***** Given data

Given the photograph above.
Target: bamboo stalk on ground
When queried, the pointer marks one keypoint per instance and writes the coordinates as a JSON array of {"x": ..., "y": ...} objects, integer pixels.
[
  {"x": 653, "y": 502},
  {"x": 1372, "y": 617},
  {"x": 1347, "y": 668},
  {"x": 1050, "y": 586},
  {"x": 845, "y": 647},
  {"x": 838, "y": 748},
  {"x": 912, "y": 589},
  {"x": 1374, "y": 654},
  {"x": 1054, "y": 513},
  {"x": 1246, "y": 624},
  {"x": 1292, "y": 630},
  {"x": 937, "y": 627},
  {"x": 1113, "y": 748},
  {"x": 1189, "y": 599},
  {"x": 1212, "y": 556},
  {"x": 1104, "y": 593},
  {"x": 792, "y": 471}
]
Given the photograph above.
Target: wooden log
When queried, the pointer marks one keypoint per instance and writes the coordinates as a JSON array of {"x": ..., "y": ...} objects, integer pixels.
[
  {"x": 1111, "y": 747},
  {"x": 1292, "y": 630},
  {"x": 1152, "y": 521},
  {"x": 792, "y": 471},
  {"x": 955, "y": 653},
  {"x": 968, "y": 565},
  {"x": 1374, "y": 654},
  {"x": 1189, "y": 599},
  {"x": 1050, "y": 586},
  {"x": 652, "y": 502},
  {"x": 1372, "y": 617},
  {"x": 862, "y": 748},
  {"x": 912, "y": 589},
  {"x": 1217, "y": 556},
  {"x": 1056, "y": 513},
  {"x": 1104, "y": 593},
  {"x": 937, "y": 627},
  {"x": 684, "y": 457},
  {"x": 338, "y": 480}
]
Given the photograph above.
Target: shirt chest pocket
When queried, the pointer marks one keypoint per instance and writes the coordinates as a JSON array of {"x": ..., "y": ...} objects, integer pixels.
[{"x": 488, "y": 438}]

**********

Exercise aim: Reproduce all of the lines above, renaming "pointer" to "marker" wherever it appears and leaving every other character untouched.

Output below:
Given the photograph above.
Target: bamboo stalk on ground
When queried, the marker marks one keypoint per instance and writes the coordinates as a JSON array of {"x": ..., "y": ...} objects, integer pixels.
[
  {"x": 653, "y": 502},
  {"x": 1372, "y": 617},
  {"x": 1347, "y": 668},
  {"x": 1050, "y": 586},
  {"x": 845, "y": 647},
  {"x": 838, "y": 748},
  {"x": 912, "y": 589},
  {"x": 1374, "y": 654},
  {"x": 1054, "y": 513},
  {"x": 1246, "y": 624},
  {"x": 1292, "y": 630},
  {"x": 937, "y": 627},
  {"x": 1113, "y": 748},
  {"x": 1189, "y": 599},
  {"x": 1212, "y": 556},
  {"x": 1104, "y": 593},
  {"x": 792, "y": 471}
]
Given the photograph above.
Target: wooden log
When queried, the marker marks one keypoint per instance and writes the coordinates as a JSON array of {"x": ..., "y": ...} objects, integer pixels.
[
  {"x": 1111, "y": 747},
  {"x": 1292, "y": 630},
  {"x": 1152, "y": 521},
  {"x": 792, "y": 471},
  {"x": 955, "y": 653},
  {"x": 968, "y": 565},
  {"x": 1374, "y": 654},
  {"x": 1189, "y": 599},
  {"x": 1050, "y": 586},
  {"x": 652, "y": 502},
  {"x": 1372, "y": 617},
  {"x": 862, "y": 748},
  {"x": 912, "y": 589},
  {"x": 1217, "y": 556},
  {"x": 1056, "y": 513},
  {"x": 1104, "y": 593},
  {"x": 937, "y": 627},
  {"x": 684, "y": 457},
  {"x": 338, "y": 480}
]
Given the photograph above.
Target: shirt chest pocket
When queried, the marker marks one keypoint per instance and writes the coordinates as a JSON array of {"x": ..., "y": ...} objects, integer pixels.
[{"x": 488, "y": 438}]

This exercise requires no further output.